Opinião
No sistema eleitoral brasileiro, para ser candidato a qualquer cargo eletivo é mister preencher os requisitos de elegibilidade, além de não incidir em nenhuma causa de inelegibilidade. São exigências de natureza constitucional, estejam elas elencadas na Constituição, como as regras do § 3º do artigo 14, estejam previstas em legislação infraconstitucional, como na Lei Complementar nº 64/90, aqui chamada de Lei das Inelegibilidades.
Constitucionalmente, estabelece-se que existirão casos de inelegibilidade que tenham como objetivo, dentre outros, proteger a probidade administrativa e a moralidade para o exercício do mandato (artigo 14, § 9º da Constituição).
A partir daí surge a Lei das Inelegibilidades, que, em seu artigo 1º, inciso I, alínea g, com redação dada pela Lei Complementar nº 135/2010, estabelece:
“Art. 1º – São inelegíveis:
I – para qualquer cargo:
g) os que tiverem suas contas relativas ao exercício de cargos ou funções públicas rejeitadas por irregularidade insanável que configure ato doloso de improbidade administrativa, e por decisão irrecorrível do órgão competente, salvo se esta houver sido suspensa ou anulada pelo Poder Judiciário, para as eleições que se realizarem nos 8 (oito) anos seguintes, contados a partir da data da decisão, aplicando-se o disposto no inciso II do art. 71 da Constituição Federal, a todos os ordenadores de despesa, sem exclusão de mandatários que houverem agido nessa condição;” (Redação dada pela Lei Complementar nº 135, de 2010)
Essa regra, dando efetividade à previsão de proteção da probidade administrativa e da moralidade no exercício de mandato eletivo, afasta do pleito os pretendentes que tenham suas contas rejeitadas pelas Cortes de Contas — tanto a da União quanto a dos estados — resultando no indeferimento do seu pedido de registro de candidatura.
Entretanto, é necessário que a condenação seja qualificada pela existência de ato ímprobo que tenha resultado em irregularidade insanável ao erário, além de a condenação ter transitado em julgado.
O presente artigo tem como objetivo debater a necessidade de comprovação da improbidade qualificada à luz da jurisprudência do Supremo Tribunal Federal e do Tribunal Superior Eleitoral.
Questão do dolo
Marcelo Camargo/Agência Brasil
A ação de impugnação de registro de candidatura que tenha como fundamento a alínea g, I, do artigo 1º da Lei das Inelegibilidades impõe ao autor — geralmente o Ministério Público — o ônus de provar que a condenação de rejeição de contas se deu por ato doloso de improbidade e resultou em irregularidade insanável. Não é ônus do defendente comprovar o contrário, pena de subversão do sistema dos direitos políticos.

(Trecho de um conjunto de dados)
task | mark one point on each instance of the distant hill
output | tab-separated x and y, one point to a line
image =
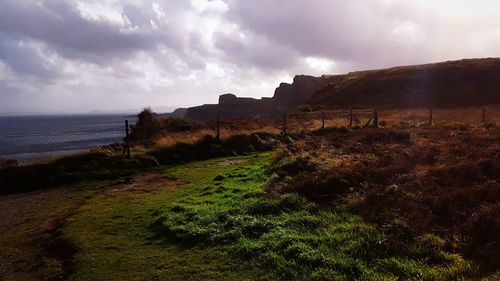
178	113
287	97
470	82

• [Objetivo]: No texto sobre inelegibilidade, qual lei complementar recebe o nome de Lei das Inelegibilidades?

• [Resposta do exercício]: A Lei Complementar nº 64/90.